**Prompt**. Of the lines below, copy those that hold the word "green".

▽

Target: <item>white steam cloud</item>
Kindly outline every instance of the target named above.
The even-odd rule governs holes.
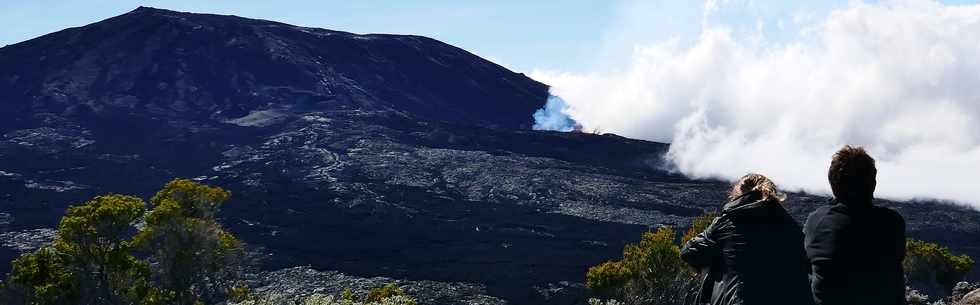
[[[532,76],[587,129],[671,142],[691,177],[829,193],[831,155],[855,144],[879,197],[980,206],[980,5],[852,3],[782,41],[706,24],[622,71]]]
[[[568,108],[568,103],[565,103],[560,97],[549,96],[544,107],[534,112],[534,126],[531,128],[566,132],[575,130],[577,125],[575,120],[565,113]]]

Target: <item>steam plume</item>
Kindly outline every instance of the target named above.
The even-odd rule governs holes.
[[[671,142],[691,177],[828,193],[831,155],[856,144],[878,160],[879,196],[980,206],[980,5],[853,3],[782,41],[705,25],[620,72],[532,76],[585,128]]]
[[[544,107],[534,112],[534,130],[572,131],[575,130],[575,120],[568,114],[568,104],[560,97],[549,96]]]

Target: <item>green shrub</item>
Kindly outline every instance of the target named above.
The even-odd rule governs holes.
[[[905,249],[905,261],[902,262],[905,277],[915,284],[938,284],[948,292],[973,269],[972,258],[953,255],[948,248],[935,243],[908,239]]]
[[[146,263],[131,253],[133,223],[143,216],[142,199],[125,195],[96,196],[68,208],[58,225],[54,249],[63,266],[76,275],[83,301],[132,303],[143,291],[133,291],[145,280]]]
[[[13,262],[12,284],[32,304],[153,303],[146,264],[127,240],[144,211],[143,200],[112,194],[68,208],[53,246]]]
[[[597,294],[626,304],[681,304],[694,274],[680,258],[670,228],[643,233],[623,248],[623,259],[589,268],[586,285]]]
[[[708,228],[717,213],[709,212],[694,218],[681,237],[683,245]],[[680,258],[680,247],[674,243],[675,234],[664,227],[646,232],[638,244],[623,248],[623,258],[607,261],[589,268],[585,284],[596,295],[613,300],[590,300],[596,304],[683,304],[698,287],[701,274],[689,268]],[[623,303],[619,303],[621,300]]]
[[[24,253],[11,262],[10,282],[26,290],[28,304],[71,304],[79,301],[78,281],[64,258],[51,247]]]
[[[367,297],[364,298],[364,303],[380,303],[385,299],[391,299],[393,297],[408,297],[408,295],[398,287],[395,287],[395,284],[387,284],[368,291]],[[415,305],[415,301],[413,300],[410,305]]]
[[[634,276],[633,270],[622,261],[607,261],[589,268],[585,274],[585,285],[597,294],[615,297],[622,294],[623,288]]]
[[[7,291],[30,304],[216,303],[238,287],[244,253],[214,218],[229,195],[176,179],[153,196],[149,213],[143,200],[114,194],[72,206],[53,246],[13,261]]]
[[[155,283],[174,293],[176,304],[217,303],[238,287],[244,245],[215,215],[231,194],[186,179],[167,183],[133,244],[148,255]]]

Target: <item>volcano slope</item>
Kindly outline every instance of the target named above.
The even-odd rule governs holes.
[[[0,260],[50,240],[71,203],[189,177],[233,192],[224,224],[277,277],[309,266],[581,303],[588,266],[687,226],[727,186],[665,171],[666,144],[529,130],[547,97],[429,38],[153,8],[6,46]],[[802,220],[825,200],[787,206]],[[911,236],[980,257],[980,213],[881,204]]]

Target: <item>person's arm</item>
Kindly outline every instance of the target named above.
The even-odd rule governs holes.
[[[892,221],[894,226],[895,236],[892,247],[893,255],[895,255],[895,261],[893,265],[895,267],[895,274],[891,277],[890,290],[892,291],[891,296],[893,297],[893,302],[891,304],[904,304],[905,301],[905,270],[903,266],[903,261],[905,260],[906,252],[906,241],[905,241],[905,218],[902,217],[897,211],[889,210],[894,220]]]
[[[834,248],[833,234],[823,224],[825,214],[823,209],[818,209],[807,216],[803,225],[803,249],[810,263],[826,259]]]
[[[823,222],[827,210],[818,208],[810,213],[803,225],[804,249],[806,260],[810,266],[810,287],[813,301],[816,304],[848,304],[839,300],[835,293],[836,273],[831,263],[831,253],[834,251],[833,234]],[[829,278],[828,278],[829,277]]]
[[[718,230],[721,229],[721,217],[715,218],[704,232],[691,238],[681,248],[681,259],[688,265],[695,268],[703,268],[711,265],[715,257],[721,252],[721,247],[717,240]]]
[[[898,224],[896,225],[896,231],[898,231],[898,240],[896,241],[895,244],[895,248],[897,250],[896,253],[898,253],[899,260],[904,260],[905,250],[906,250],[905,249],[905,218],[902,217],[902,214],[899,214],[898,212],[893,212],[893,213],[895,213],[895,217],[898,218],[897,219]]]

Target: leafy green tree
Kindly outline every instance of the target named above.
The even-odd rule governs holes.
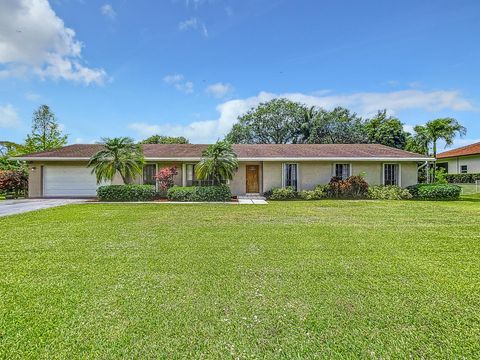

△

**Response area**.
Target: <item>green shrub</item>
Target: leafy green tree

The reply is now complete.